▶ _Written exercise_
Reproduce exactly the lines from the line containing "Q: Point to the man's dark" through the end of the records below, including both ends, and nothing else.
★ ★ ★ ★ ★
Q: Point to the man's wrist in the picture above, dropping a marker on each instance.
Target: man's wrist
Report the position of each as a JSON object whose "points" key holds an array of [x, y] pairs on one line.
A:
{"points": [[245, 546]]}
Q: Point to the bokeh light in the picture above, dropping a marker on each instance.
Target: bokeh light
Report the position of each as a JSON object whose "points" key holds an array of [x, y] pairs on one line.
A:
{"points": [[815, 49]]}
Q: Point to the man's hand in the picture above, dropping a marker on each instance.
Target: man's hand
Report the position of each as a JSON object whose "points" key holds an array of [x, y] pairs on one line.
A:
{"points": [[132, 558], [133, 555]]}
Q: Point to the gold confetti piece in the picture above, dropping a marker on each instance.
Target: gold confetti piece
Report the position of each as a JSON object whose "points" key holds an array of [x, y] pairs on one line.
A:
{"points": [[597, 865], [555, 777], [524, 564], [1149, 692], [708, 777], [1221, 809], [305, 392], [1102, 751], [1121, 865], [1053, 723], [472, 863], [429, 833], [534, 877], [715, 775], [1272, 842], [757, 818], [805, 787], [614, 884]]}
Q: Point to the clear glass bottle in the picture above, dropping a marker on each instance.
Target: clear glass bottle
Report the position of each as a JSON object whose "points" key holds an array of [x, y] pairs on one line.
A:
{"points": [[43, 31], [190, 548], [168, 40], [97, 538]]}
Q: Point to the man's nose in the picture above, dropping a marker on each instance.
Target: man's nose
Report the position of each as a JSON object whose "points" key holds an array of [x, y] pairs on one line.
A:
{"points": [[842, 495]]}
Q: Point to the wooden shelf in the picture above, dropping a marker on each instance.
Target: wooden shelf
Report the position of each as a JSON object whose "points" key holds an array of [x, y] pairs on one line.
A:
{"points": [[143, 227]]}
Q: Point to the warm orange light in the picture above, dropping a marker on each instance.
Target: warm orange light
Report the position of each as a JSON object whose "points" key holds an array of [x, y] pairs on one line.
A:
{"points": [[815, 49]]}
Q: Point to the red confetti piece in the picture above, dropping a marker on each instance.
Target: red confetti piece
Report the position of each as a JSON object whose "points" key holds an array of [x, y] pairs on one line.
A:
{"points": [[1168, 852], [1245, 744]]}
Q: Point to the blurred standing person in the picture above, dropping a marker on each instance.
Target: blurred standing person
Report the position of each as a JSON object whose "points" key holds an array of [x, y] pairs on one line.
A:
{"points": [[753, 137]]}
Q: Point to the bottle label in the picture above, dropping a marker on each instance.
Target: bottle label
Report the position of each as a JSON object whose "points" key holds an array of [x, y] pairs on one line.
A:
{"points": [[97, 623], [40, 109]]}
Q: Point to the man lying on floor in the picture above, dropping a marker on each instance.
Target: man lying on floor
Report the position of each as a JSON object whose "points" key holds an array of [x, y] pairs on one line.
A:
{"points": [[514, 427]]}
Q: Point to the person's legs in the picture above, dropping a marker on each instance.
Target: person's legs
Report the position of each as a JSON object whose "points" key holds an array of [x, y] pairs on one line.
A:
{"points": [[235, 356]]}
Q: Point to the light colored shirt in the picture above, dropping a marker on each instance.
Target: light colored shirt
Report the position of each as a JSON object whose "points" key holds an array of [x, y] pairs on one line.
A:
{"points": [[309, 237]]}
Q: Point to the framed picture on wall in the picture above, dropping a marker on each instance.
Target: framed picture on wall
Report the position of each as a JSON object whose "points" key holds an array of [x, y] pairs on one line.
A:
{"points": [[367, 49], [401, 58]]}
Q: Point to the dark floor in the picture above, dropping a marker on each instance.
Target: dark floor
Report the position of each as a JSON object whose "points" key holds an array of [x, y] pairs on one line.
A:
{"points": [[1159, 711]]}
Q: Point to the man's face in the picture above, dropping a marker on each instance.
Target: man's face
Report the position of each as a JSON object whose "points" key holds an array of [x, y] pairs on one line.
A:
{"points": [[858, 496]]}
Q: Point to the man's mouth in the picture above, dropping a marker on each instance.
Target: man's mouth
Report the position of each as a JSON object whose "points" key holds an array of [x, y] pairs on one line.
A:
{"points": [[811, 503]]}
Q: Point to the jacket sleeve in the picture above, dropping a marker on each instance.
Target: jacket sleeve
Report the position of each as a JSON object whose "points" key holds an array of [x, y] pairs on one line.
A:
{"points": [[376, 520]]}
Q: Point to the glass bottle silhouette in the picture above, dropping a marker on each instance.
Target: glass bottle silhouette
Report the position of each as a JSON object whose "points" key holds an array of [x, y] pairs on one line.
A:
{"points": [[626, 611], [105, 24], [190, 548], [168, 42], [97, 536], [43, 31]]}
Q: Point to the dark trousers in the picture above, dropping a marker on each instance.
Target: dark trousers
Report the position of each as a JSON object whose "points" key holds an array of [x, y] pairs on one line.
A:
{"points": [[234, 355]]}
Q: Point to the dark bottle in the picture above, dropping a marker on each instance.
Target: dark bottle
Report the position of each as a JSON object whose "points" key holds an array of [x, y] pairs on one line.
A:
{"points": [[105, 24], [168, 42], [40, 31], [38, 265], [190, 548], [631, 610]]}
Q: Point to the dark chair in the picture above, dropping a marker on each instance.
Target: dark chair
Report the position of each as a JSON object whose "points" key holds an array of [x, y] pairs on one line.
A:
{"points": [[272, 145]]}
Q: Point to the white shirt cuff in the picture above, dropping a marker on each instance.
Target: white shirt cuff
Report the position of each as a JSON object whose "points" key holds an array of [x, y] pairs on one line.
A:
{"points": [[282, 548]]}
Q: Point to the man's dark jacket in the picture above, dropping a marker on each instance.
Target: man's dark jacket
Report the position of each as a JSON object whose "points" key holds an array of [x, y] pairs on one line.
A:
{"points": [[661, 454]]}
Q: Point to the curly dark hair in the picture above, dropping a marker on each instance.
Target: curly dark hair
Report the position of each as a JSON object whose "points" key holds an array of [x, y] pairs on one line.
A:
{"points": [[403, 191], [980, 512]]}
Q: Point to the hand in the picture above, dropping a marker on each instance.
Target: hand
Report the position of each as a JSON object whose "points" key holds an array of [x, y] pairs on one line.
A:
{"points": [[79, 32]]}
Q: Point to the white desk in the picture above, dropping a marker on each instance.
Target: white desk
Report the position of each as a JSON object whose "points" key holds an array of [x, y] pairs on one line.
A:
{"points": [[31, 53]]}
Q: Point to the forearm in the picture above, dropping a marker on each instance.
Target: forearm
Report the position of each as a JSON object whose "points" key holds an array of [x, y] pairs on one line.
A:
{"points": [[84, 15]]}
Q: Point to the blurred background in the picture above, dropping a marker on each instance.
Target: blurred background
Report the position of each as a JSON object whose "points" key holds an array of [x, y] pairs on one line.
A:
★ ★ ★ ★ ★
▶ _In response_
Q: Point to the man's dark jacket in the picture above, dropping a marker on each instance.
Target: man's dark jacket
Report the position of each as a JSON object whose "points" key holds an array of [x, y] pairs on one line.
A:
{"points": [[661, 454]]}
Q: Point to the curly dark hair in the picture above, dropping a marker on each instance.
Target: curly dark hair
Report the position of each as a JSON object whose "points" key holds an array of [x, y] pairs on one line.
A:
{"points": [[403, 191], [980, 512]]}
Q: Point to the hand in the picture above, dropping a marker on each instance.
Target: hand
Report the position of each as a JSON object whose "points" key holds an array of [x, y] pairs on one line.
A:
{"points": [[79, 32]]}
Q: Point to the white desk in the picture above, dropping a marker on each instance.
Target: white desk
Report the position of each as a JSON object whose "points" key holds an array of [x, y] pairs on one line.
A:
{"points": [[31, 53]]}
Q: Point to the forearm in the picture above, dropping a marker on each instance.
Target: forearm
Report the position of each as a JSON object whose "points" key holds an array of [x, y] pairs on one line.
A:
{"points": [[84, 15]]}
Q: Point to the blurred background in the picture above, dropping a marker on each instance.
Target: blurred background
Report the position of each as a JSON object whose "points" key holds an array of [x, y] pairs on one line.
A:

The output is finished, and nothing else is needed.